#### Task material

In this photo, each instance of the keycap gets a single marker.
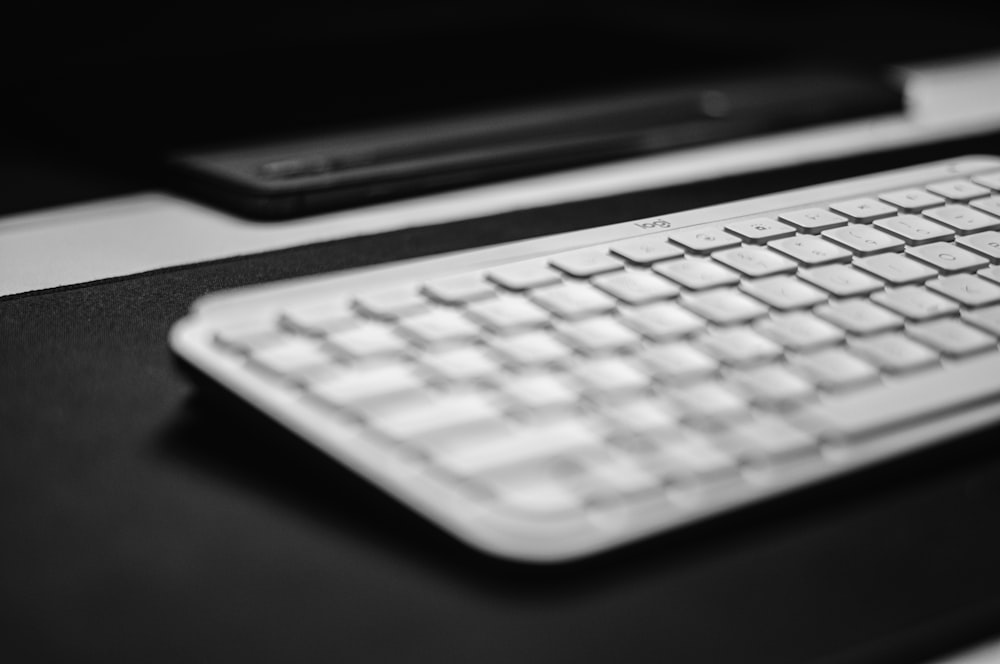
(318, 318)
(367, 340)
(841, 280)
(533, 348)
(986, 243)
(636, 287)
(760, 229)
(799, 330)
(915, 303)
(661, 321)
(784, 292)
(647, 249)
(438, 326)
(986, 319)
(862, 239)
(914, 229)
(724, 306)
(893, 352)
(813, 220)
(951, 337)
(597, 335)
(958, 190)
(810, 250)
(834, 368)
(703, 239)
(586, 262)
(912, 199)
(461, 364)
(989, 205)
(963, 219)
(507, 313)
(739, 346)
(678, 361)
(863, 209)
(859, 316)
(459, 289)
(947, 257)
(291, 356)
(524, 275)
(895, 268)
(967, 289)
(573, 300)
(755, 261)
(772, 385)
(390, 303)
(368, 388)
(697, 273)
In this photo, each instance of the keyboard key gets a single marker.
(863, 209)
(661, 321)
(915, 303)
(636, 287)
(367, 340)
(573, 300)
(914, 229)
(524, 275)
(990, 180)
(391, 303)
(958, 190)
(697, 273)
(841, 280)
(990, 205)
(859, 316)
(863, 240)
(962, 219)
(739, 346)
(597, 335)
(987, 319)
(586, 262)
(532, 348)
(799, 330)
(539, 391)
(947, 257)
(986, 243)
(813, 220)
(893, 352)
(760, 230)
(810, 250)
(647, 249)
(755, 261)
(967, 289)
(784, 292)
(834, 368)
(912, 199)
(678, 361)
(895, 268)
(438, 326)
(507, 313)
(772, 385)
(459, 289)
(951, 337)
(461, 364)
(701, 239)
(724, 306)
(369, 388)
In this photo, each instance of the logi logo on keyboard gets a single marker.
(651, 224)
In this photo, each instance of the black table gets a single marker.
(146, 520)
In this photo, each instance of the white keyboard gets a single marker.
(549, 399)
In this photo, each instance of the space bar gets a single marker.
(873, 410)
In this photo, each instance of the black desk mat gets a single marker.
(146, 521)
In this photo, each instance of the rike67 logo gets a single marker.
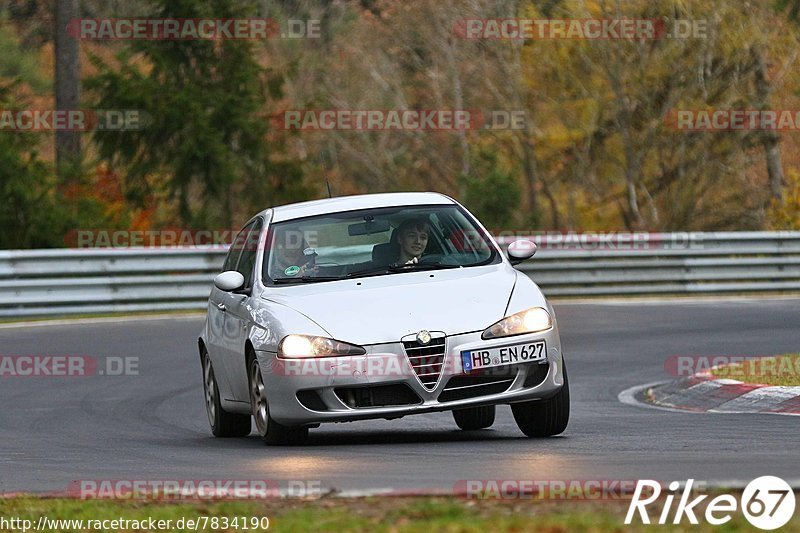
(767, 502)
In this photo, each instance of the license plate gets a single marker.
(503, 355)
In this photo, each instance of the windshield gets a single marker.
(374, 242)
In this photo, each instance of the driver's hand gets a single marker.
(308, 270)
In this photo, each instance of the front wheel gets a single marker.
(473, 418)
(223, 423)
(271, 432)
(544, 418)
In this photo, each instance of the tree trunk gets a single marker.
(769, 139)
(67, 88)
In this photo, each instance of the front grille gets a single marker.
(311, 400)
(426, 359)
(474, 384)
(377, 396)
(536, 374)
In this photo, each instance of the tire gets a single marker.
(473, 418)
(223, 423)
(271, 432)
(544, 418)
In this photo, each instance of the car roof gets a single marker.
(361, 201)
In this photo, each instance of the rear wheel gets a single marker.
(544, 418)
(473, 418)
(271, 432)
(223, 423)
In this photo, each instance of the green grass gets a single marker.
(777, 370)
(399, 514)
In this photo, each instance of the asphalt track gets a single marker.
(153, 426)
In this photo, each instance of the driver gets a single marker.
(412, 238)
(291, 257)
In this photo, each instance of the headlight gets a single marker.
(303, 346)
(528, 321)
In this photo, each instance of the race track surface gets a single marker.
(153, 426)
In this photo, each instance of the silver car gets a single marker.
(377, 306)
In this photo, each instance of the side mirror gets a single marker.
(521, 250)
(228, 281)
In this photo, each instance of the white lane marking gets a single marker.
(101, 320)
(676, 300)
(759, 399)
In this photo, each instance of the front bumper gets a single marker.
(383, 384)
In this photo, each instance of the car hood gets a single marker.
(380, 309)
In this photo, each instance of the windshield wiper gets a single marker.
(420, 266)
(305, 279)
(396, 267)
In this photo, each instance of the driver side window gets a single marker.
(247, 259)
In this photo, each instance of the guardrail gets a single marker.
(86, 281)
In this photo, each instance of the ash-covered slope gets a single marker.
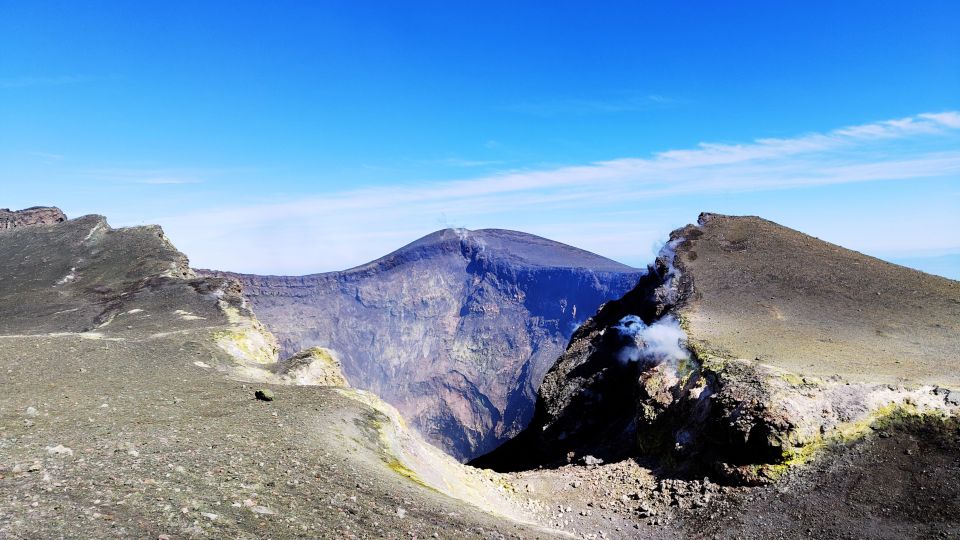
(455, 329)
(126, 412)
(35, 215)
(794, 343)
(757, 290)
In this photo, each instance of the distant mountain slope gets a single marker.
(760, 290)
(455, 329)
(746, 348)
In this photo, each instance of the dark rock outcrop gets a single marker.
(36, 215)
(788, 350)
(456, 329)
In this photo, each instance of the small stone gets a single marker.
(263, 510)
(59, 450)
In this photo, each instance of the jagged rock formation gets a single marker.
(36, 215)
(793, 343)
(456, 329)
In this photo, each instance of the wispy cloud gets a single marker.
(459, 162)
(149, 176)
(587, 106)
(354, 226)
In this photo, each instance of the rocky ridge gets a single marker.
(741, 410)
(455, 329)
(36, 215)
(128, 411)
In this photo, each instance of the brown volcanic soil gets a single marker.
(903, 482)
(763, 291)
(117, 420)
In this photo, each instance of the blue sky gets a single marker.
(296, 137)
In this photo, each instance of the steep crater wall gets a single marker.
(639, 380)
(456, 329)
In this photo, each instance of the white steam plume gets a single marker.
(662, 341)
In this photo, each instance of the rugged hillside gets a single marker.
(37, 215)
(456, 329)
(126, 411)
(794, 343)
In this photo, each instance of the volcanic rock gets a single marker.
(455, 329)
(142, 371)
(36, 215)
(789, 348)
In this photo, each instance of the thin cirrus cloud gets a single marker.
(353, 226)
(150, 176)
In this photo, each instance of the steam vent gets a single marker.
(752, 382)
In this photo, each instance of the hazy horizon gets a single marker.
(308, 138)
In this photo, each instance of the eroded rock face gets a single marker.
(456, 329)
(37, 215)
(750, 395)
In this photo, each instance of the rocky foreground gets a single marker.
(128, 406)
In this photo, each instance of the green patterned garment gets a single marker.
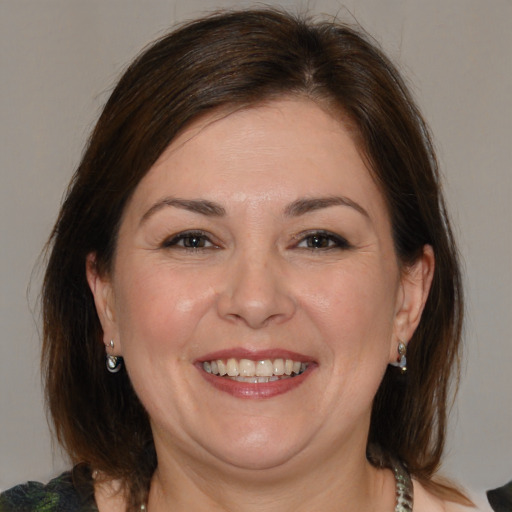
(62, 494)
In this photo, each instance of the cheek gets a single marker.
(354, 308)
(159, 309)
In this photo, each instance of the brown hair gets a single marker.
(232, 60)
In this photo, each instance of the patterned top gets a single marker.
(69, 492)
(73, 491)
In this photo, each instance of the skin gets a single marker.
(256, 285)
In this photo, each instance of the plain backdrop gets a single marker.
(60, 58)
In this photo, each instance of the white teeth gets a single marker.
(278, 367)
(247, 370)
(221, 367)
(264, 368)
(232, 367)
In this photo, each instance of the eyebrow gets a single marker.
(294, 209)
(201, 206)
(306, 205)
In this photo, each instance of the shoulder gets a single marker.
(59, 495)
(425, 501)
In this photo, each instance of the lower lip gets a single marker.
(255, 390)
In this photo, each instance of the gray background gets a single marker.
(60, 59)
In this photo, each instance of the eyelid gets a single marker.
(173, 240)
(340, 242)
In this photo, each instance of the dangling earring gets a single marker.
(114, 363)
(401, 360)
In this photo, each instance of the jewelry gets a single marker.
(401, 361)
(114, 363)
(404, 489)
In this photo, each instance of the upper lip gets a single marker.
(255, 355)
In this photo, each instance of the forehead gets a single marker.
(278, 151)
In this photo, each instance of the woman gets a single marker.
(256, 244)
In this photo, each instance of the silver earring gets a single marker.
(113, 363)
(401, 360)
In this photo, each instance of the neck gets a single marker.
(299, 486)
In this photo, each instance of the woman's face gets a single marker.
(256, 296)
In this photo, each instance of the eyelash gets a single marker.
(180, 241)
(318, 240)
(332, 240)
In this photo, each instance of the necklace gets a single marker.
(403, 489)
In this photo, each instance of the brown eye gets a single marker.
(189, 240)
(194, 241)
(320, 240)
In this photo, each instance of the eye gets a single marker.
(322, 240)
(191, 240)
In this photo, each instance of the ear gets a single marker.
(415, 285)
(103, 293)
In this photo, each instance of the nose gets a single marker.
(256, 292)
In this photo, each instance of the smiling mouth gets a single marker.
(255, 371)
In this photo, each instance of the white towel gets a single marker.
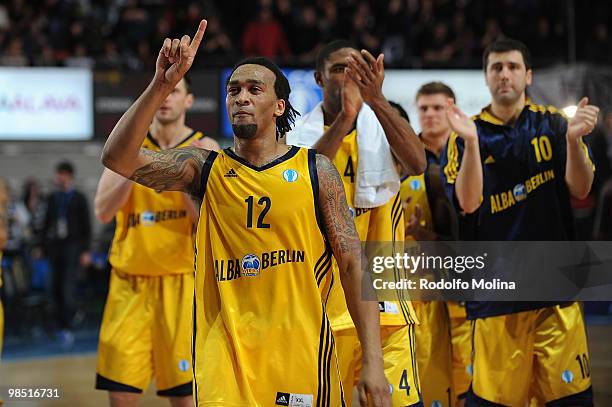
(377, 177)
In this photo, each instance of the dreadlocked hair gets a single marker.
(284, 122)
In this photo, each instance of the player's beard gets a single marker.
(244, 131)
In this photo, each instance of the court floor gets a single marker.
(74, 376)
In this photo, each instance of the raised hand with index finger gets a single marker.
(584, 120)
(368, 73)
(176, 57)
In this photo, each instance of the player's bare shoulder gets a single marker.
(339, 225)
(177, 169)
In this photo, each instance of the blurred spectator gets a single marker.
(395, 31)
(364, 29)
(308, 39)
(13, 55)
(264, 37)
(439, 49)
(36, 207)
(492, 32)
(75, 33)
(110, 58)
(218, 44)
(66, 238)
(599, 47)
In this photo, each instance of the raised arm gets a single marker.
(369, 74)
(331, 140)
(341, 233)
(579, 170)
(469, 183)
(112, 193)
(174, 169)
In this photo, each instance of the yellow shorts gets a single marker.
(461, 336)
(434, 355)
(146, 333)
(540, 354)
(398, 343)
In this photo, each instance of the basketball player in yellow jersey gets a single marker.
(443, 334)
(146, 329)
(348, 78)
(270, 216)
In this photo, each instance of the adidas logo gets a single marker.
(282, 399)
(231, 174)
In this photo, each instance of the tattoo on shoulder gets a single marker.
(339, 223)
(176, 169)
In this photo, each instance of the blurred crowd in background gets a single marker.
(126, 34)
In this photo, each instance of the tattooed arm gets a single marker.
(341, 234)
(174, 169)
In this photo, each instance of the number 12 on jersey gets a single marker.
(264, 201)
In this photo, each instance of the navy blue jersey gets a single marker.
(525, 196)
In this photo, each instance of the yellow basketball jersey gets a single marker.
(261, 335)
(154, 232)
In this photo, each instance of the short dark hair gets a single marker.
(65, 166)
(506, 45)
(434, 88)
(329, 49)
(400, 109)
(284, 123)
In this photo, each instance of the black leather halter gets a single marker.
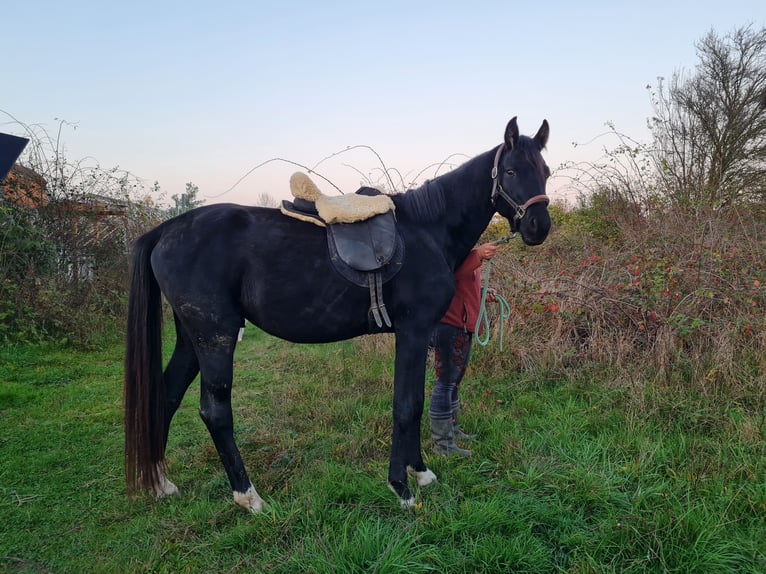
(497, 190)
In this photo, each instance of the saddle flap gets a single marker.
(365, 245)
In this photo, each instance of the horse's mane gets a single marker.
(425, 204)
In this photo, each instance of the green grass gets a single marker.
(567, 477)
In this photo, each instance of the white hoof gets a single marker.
(164, 488)
(249, 500)
(424, 477)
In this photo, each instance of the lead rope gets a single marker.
(504, 309)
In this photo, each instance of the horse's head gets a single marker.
(518, 183)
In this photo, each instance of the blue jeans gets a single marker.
(452, 350)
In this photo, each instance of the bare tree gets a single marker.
(265, 199)
(709, 127)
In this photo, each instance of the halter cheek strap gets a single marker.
(497, 190)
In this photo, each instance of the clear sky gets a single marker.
(202, 92)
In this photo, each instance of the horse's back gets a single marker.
(226, 262)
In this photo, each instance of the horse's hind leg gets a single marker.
(179, 374)
(216, 364)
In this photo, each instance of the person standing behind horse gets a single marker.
(452, 340)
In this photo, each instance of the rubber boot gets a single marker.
(443, 438)
(457, 433)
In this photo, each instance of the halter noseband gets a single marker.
(497, 189)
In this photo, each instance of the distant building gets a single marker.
(24, 188)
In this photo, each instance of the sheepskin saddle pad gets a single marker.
(362, 240)
(328, 210)
(361, 227)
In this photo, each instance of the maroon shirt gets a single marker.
(464, 309)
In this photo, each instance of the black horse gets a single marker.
(220, 264)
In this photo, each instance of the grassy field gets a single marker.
(568, 477)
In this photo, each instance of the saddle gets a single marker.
(362, 240)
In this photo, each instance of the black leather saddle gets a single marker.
(367, 253)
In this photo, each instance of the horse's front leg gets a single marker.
(409, 394)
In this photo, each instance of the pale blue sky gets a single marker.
(204, 91)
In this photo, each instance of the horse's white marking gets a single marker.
(424, 477)
(164, 487)
(249, 500)
(405, 503)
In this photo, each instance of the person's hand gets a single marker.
(486, 251)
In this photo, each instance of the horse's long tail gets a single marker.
(143, 391)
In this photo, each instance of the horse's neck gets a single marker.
(469, 208)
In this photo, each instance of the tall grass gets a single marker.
(568, 476)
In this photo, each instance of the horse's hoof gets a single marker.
(402, 492)
(424, 477)
(249, 500)
(165, 488)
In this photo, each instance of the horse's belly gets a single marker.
(316, 311)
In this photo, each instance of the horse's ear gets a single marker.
(541, 137)
(511, 133)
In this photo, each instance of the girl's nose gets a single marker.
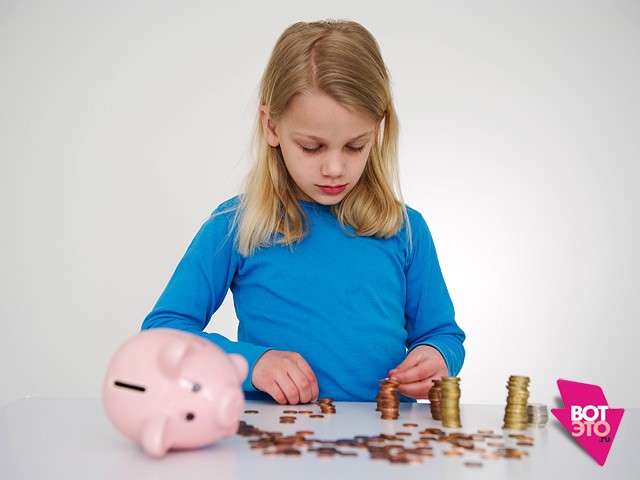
(333, 164)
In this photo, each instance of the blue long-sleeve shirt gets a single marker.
(350, 305)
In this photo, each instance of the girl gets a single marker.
(335, 282)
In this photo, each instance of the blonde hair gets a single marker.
(342, 60)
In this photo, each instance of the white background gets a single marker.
(123, 124)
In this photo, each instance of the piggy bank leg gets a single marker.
(153, 437)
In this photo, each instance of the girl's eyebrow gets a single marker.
(321, 140)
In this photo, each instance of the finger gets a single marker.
(289, 389)
(276, 393)
(301, 384)
(412, 374)
(313, 390)
(417, 390)
(407, 363)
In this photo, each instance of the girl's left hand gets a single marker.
(417, 372)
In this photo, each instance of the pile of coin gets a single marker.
(450, 402)
(537, 414)
(435, 399)
(515, 414)
(387, 399)
(399, 448)
(326, 405)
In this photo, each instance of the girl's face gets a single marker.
(325, 146)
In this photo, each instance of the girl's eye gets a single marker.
(310, 150)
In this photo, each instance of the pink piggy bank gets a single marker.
(168, 389)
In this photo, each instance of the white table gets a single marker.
(69, 438)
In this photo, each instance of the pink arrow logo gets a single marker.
(588, 417)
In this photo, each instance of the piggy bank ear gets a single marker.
(240, 364)
(171, 356)
(152, 439)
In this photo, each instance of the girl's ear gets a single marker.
(269, 127)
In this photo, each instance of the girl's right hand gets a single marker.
(286, 376)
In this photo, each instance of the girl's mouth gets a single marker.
(332, 189)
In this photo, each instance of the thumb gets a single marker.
(407, 363)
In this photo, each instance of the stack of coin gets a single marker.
(537, 414)
(326, 405)
(450, 402)
(515, 414)
(435, 397)
(388, 400)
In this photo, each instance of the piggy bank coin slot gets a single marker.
(130, 386)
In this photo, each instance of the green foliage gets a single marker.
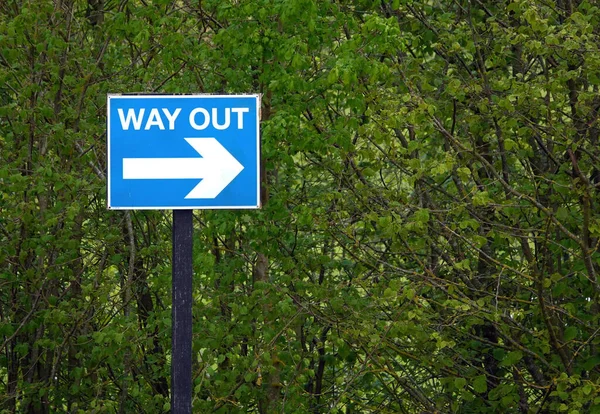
(429, 236)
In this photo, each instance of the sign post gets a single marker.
(183, 152)
(181, 337)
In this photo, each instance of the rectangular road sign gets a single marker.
(183, 152)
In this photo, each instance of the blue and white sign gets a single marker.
(183, 152)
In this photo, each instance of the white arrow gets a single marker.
(217, 168)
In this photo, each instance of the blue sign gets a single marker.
(183, 152)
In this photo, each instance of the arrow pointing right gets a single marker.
(217, 168)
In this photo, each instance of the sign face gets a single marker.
(183, 152)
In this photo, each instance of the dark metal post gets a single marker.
(181, 339)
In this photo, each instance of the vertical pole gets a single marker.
(181, 339)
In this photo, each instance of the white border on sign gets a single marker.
(110, 96)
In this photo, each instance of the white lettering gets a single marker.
(216, 122)
(131, 116)
(240, 112)
(193, 118)
(171, 117)
(154, 120)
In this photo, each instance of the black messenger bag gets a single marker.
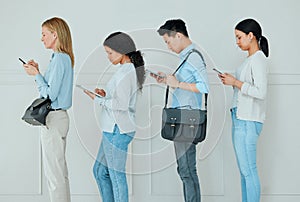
(184, 125)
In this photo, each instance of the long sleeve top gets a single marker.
(57, 82)
(251, 99)
(120, 101)
(192, 71)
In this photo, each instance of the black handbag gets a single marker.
(184, 125)
(37, 112)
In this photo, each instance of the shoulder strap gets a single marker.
(189, 53)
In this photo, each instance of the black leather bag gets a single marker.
(37, 112)
(184, 125)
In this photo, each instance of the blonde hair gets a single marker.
(64, 42)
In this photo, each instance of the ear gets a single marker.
(179, 35)
(55, 35)
(251, 35)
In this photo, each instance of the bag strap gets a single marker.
(167, 90)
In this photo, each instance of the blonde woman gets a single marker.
(56, 84)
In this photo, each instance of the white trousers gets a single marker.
(53, 140)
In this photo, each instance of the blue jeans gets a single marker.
(244, 138)
(186, 168)
(109, 168)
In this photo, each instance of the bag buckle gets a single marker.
(192, 120)
(174, 120)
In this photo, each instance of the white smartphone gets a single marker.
(155, 73)
(84, 88)
(218, 71)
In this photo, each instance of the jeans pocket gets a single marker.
(258, 127)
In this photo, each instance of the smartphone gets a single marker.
(22, 61)
(84, 88)
(218, 71)
(155, 73)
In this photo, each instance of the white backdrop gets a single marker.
(151, 167)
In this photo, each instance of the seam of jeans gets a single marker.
(190, 173)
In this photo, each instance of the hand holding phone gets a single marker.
(155, 74)
(22, 61)
(218, 71)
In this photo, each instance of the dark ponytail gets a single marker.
(137, 59)
(264, 46)
(250, 25)
(123, 43)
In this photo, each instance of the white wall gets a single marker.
(151, 168)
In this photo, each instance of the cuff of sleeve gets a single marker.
(39, 79)
(99, 100)
(202, 87)
(245, 88)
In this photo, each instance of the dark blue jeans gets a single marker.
(109, 168)
(186, 168)
(244, 137)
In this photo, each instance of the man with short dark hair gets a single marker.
(190, 82)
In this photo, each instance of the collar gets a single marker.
(185, 51)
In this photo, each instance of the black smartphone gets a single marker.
(218, 71)
(155, 73)
(22, 61)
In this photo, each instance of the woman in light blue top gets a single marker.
(56, 84)
(118, 116)
(249, 104)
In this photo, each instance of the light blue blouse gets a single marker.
(57, 83)
(120, 101)
(192, 71)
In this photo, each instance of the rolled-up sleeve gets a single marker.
(257, 88)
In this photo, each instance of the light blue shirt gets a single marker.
(57, 83)
(192, 71)
(120, 101)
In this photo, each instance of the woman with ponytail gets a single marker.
(118, 116)
(249, 104)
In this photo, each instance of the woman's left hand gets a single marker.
(31, 70)
(172, 81)
(91, 95)
(227, 79)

########

Your goal: From the line containing "In this photo, each instance of the man" through the closing line of the material above, return every line exactly and omit all others.

Completed exercise:
In this photo, each instance of the man with short dark hair gets a single marker.
(190, 82)
In this photo, each instance of the collar gets a single marker.
(185, 51)
In this photo, each instance of the black smartphone gets a single marker.
(218, 71)
(155, 73)
(22, 61)
In this photo, each instance of the woman in light blue top gets a single marker.
(56, 84)
(118, 116)
(249, 104)
In this photo, each instance of the light blue blouse gets a single marker.
(57, 83)
(120, 101)
(192, 71)
In this photo, each instance of the rolled-up sleeve gets a single marker.
(257, 88)
In this photo, each instance of the light blue shirt gets a single marker.
(57, 83)
(192, 71)
(120, 101)
In this photo, each instance of the woman with ponytail gets a single marker.
(118, 116)
(249, 104)
In this photo, each instance of the woman's left hand gets a single marker.
(31, 70)
(172, 81)
(91, 95)
(227, 79)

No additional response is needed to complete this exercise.